◆ CONSIGNES ◆
1 > Répondez à ces questions d'après la chronique de l'album « Luxe » :
(a) Combien d'albums Yann Tambour a-t-il sortis sous le nom Stranded Horse, « Luxe » compris ?
(b) Quel était son premier projet ?
(c) Avec qui chante-t-il le duo « Monde », et de quel groupe fait partie cette personne ?
2 > Écrivez la suite de la chronique de l'album « Luxe » à partir de sa dernière phrase.

___ EXTRAIT DU TEXTE ___

[LP] Stranded Horse – Luxe

Musicien discret mais figure atypique de la musique indépendante, Yann Tambour sort un troisième album, sous l’entité Stranded Horse. Animé par une écriture sensible, « Luxe » capture, dans la fragilité de l’instant, des émotions rares qui transportent son folk sans âge et sans frontière vers toujours plus de vérité. « Luxe » ressuscite même par moment l’intimité des tourments chuchotés d’Encre (son premier projet), à travers un troublant jeu de miroir entre l’anglais et le français.

Stranded Horse - Luxe

Depuis des débuts presque solitaires, Yann Tambour conçoit plus que jamais la musique comme une activité collective. Bien que très personnelle et très intime, la musique de Stranded Horse se transforme au contact des autres, elle prend du corps, de l’épaisseur au hasard des rencontres et des opportunités. Stranded Horse se rêve aujourd’hui comme un navire de merveilleux pirates, compagnons d’aventures réunis sous la seule bannière de la musique et surtout par le plaisir de jouer ensemble. À ces âmes musiciennes libres, Yann Tambour offre des espaces de jeux inédits, qui dépassent le simple cadre de ce nouvel album. Poursuivant ainsi la quête artistique qui anime les différents visages de Stranded Horse, « Luxe » s’impose dès les premières écoutes par sa puissance contenue et la générosité de ses intentions.

« Luxe » est tout d’abord frappé par une dualité presque schizophrène. Yann Tambour semble se dédoubler, tant son phrasé et la musicalité de son chant se distinguent, selon qu’il choisisse la langue de Molière ou celle de Shakespeare. Alors que ce contraste pourrait perturber le plaisir de l’écoute, il entretient au contraire une interrogation, un mystère et, par là même, une dynamique, qui propulse « Luxe » dans la catégorie des œuvres rares.

Le disque s’ouvre sur un sublime duo en français, « Monde » avec Éloïse Decazes du groupe Arlt. Un morceau qui aurait très bien pu sortir à l’époque du label français Lithium, première maison du désormais très médiatique Dominique A mais aussi refuge d’une multitude de talents, défendant une autre idée de la musique. Nous ne prenons donc pas trop de risques en évoquant ce défunt label, tant Yann Tambour semble partager avec ces artistes cette vision artisanale et sincère de la chose pop, loin du tapage de la variété.

___ ENREGISTREMENTS EXTRAITS ___

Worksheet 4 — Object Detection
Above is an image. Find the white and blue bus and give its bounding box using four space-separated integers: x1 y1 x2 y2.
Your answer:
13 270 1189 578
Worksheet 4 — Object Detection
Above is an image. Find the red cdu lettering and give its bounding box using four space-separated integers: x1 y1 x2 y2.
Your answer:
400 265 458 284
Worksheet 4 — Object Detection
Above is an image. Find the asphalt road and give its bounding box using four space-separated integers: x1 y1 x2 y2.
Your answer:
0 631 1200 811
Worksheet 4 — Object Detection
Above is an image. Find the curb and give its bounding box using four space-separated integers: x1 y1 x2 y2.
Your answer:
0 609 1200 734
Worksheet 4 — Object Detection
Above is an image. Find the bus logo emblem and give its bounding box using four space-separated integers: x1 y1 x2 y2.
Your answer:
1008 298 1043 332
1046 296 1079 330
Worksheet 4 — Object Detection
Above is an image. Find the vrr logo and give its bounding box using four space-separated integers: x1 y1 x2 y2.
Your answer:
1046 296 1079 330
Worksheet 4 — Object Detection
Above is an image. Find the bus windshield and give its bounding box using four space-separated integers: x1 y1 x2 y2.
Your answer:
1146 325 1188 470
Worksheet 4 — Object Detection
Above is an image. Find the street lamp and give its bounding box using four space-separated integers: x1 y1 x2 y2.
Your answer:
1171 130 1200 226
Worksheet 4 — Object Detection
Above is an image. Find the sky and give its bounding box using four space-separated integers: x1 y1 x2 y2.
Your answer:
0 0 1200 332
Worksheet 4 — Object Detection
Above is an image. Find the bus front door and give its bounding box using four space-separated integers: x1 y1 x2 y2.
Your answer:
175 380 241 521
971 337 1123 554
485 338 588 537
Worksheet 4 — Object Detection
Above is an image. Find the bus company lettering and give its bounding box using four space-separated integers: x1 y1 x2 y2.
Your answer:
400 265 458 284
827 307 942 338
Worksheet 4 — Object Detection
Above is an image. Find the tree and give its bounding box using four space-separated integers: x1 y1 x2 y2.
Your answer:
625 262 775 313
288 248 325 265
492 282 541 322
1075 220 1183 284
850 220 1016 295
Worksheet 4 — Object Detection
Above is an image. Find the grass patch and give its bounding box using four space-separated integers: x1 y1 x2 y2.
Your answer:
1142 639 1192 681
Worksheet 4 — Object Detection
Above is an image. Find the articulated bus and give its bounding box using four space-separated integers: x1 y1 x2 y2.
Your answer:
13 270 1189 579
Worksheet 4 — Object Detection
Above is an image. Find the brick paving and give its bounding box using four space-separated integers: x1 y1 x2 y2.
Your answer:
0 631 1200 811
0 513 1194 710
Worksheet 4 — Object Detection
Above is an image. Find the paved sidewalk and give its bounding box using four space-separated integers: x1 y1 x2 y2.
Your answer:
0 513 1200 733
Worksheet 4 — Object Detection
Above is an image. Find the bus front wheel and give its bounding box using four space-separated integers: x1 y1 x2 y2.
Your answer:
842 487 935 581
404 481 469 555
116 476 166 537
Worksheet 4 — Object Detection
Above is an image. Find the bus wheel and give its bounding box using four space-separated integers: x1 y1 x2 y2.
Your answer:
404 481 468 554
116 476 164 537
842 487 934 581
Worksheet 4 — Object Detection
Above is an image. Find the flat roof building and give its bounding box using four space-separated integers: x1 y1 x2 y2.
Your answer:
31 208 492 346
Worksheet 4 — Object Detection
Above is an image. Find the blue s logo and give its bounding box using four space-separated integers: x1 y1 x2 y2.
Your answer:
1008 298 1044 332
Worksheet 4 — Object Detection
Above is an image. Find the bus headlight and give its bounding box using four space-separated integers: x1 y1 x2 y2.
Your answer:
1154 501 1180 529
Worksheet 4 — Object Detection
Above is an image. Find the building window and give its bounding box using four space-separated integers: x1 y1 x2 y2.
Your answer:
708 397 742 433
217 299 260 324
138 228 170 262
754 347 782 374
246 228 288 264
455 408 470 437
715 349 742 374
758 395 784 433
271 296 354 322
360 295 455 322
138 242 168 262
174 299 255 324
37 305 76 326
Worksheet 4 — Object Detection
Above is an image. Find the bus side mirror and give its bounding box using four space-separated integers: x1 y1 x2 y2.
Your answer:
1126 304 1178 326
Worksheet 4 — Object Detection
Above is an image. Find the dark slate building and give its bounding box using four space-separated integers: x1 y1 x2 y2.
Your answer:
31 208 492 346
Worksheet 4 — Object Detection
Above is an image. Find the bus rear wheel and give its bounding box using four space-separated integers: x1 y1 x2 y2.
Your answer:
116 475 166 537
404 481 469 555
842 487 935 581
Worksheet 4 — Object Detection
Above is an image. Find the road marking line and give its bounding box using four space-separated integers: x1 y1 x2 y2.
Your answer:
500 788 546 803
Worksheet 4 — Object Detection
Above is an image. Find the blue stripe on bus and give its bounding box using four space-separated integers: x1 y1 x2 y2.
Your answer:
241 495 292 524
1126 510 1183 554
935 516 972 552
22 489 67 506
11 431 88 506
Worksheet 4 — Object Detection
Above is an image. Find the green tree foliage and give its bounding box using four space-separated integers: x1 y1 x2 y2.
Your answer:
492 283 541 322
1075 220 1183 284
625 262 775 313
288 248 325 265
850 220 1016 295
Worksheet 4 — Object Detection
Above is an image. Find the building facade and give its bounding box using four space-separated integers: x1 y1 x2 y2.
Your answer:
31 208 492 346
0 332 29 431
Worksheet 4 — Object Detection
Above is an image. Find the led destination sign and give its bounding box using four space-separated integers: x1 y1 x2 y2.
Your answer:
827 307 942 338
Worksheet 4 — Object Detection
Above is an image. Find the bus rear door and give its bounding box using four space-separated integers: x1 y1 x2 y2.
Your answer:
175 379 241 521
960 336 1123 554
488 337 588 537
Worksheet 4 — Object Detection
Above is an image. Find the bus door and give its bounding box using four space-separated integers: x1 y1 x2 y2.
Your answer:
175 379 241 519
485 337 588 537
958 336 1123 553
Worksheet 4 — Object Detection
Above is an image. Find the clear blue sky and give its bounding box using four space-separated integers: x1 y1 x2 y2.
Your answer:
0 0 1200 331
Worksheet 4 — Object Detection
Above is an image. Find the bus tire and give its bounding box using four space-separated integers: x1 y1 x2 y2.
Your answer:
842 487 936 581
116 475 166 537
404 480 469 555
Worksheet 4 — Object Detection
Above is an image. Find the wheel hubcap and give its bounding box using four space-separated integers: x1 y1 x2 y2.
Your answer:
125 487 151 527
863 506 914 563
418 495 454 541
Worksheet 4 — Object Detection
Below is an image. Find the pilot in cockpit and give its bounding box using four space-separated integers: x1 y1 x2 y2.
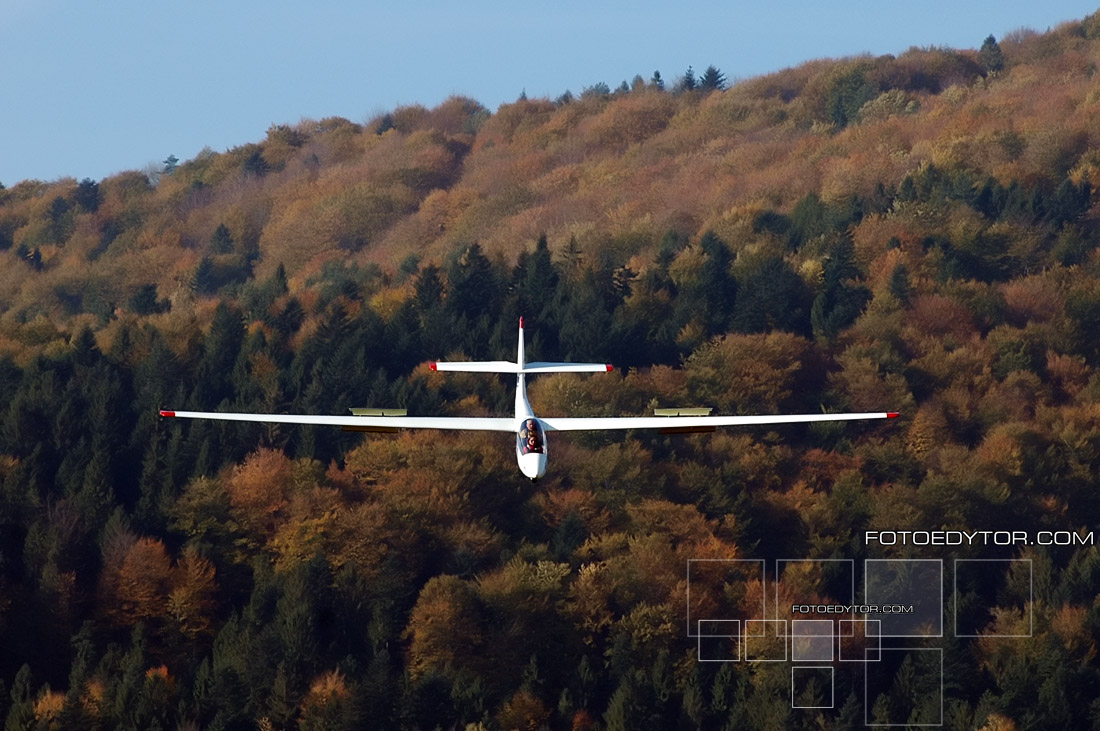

___

◆ RÉPONSES ◆
1 >
(a) Trois : « Luxe » est son troisième album sous le nom Stranded Horse.
(b) Encre.
(c) Avec Éloïse Decazes, du groupe Arlt.

2 >
Mais voilà, Yann Tambour a dépassé depuis longtemps ces références incontournables, propres à une grande partie de la nouvelle scène française. En effet, comme ses prédécesseurs, « Luxe » est un disque voyageur, qui se moque des étiquettes. Il se révèle dans un univers acoustique feutré, qui va puiser son essence au plus profond de chacun des musiciens. La kora est un élément indissociable de l’univers Stranded Horse. Yann Tambour est fasciné par ce croisement entre le luth et la harpe. Il aurait d’ailleurs donné vie à une nouvelle forme hybride, la formikora. Lorsque la kora vibre, le temps se suspend et s’étire. La sonorité rêveuse de cet instrument traditionnel d’Afrique de l’Ouest ouvre des espaces, qui manquent parfois à la vérité rugueuse du folk acoustique, comme celui du grand Jackson C. Frank. Yann Tambour fait d’ailleurs le pari risqué de reprendre son mythique « My Name is Carnival ». Sans trahir la version originale, il emmène le morceau très loin avec la complicité de ces compagnons de jeu. Comme pour ses reprises passées (Joy Division, The Smiths), Yann Tambour se projette dans une forme de retenue touchante qui traduit tout le respect et l’amour que le jeune homme porte à ses grandes icônes de la musique pop.

Il y a toujours eu ce quelque chose de spirituel dans la musique de Stranded Horse. Comme peu de musiciens français, Yann Tambour invoque un autre rapport à la musique, inspiré entre autres par certaines cultures traditionnelles comme la culture mandingue, dont la kora est justement une incarnation vivante. Parfois submergés par le flux continu de nouveautés et de produits culturels, nous oublions ô combien la musique est aussi cet art magique, porteur de l’inexplicable. Yann Tambour nous propose modestement, l’espace de quelques titres, de reconnecter avec cette vibration originelle de la musique. Chez Stranded Horse, les instruments se répondent autant qu’ils s’écoutent. Voilà qui est particulièrement flagrant sur le très mélancolique « Sharp Tongues ». La Kora se mêle à d’autres cordes que les siennes pour dessiner des paysages sonores lointains, survolés par une voix à fleur de peau. Ce morceau s’approche par moment du sublime, alternant entre douceur cotonneuse et intensité émotionnelle de haut vol. C’est une évidence, la musique de Stranded Horse s’est encore étoffée depuis le second album « Humbling Tides ». Elle surprend désormais autant qu’elle propose, fuyant le piège d’une formule, qui n’aurait aucun sens, tant le champ des possibles semble immense.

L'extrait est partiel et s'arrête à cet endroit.